Work required.
Show every line below that contains the word "blue". Case counts.

***** Data *****

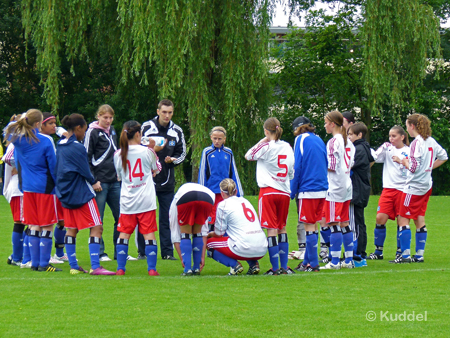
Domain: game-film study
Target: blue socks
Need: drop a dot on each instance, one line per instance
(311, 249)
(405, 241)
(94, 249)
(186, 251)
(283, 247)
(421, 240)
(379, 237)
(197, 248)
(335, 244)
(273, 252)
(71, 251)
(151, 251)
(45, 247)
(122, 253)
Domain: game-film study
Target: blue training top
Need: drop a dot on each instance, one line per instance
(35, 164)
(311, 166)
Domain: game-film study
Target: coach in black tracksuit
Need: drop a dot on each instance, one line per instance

*****
***** Data *****

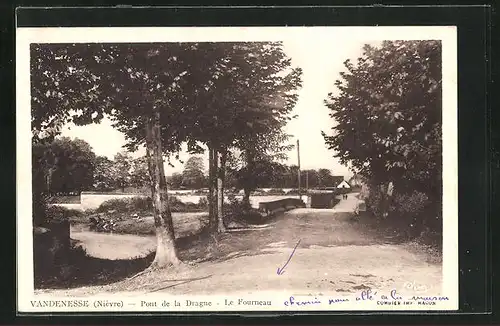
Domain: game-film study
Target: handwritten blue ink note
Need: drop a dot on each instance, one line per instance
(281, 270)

*****

Expected answer.
Target: blue socks
Target: blue training top
Target: handwritten blue ink note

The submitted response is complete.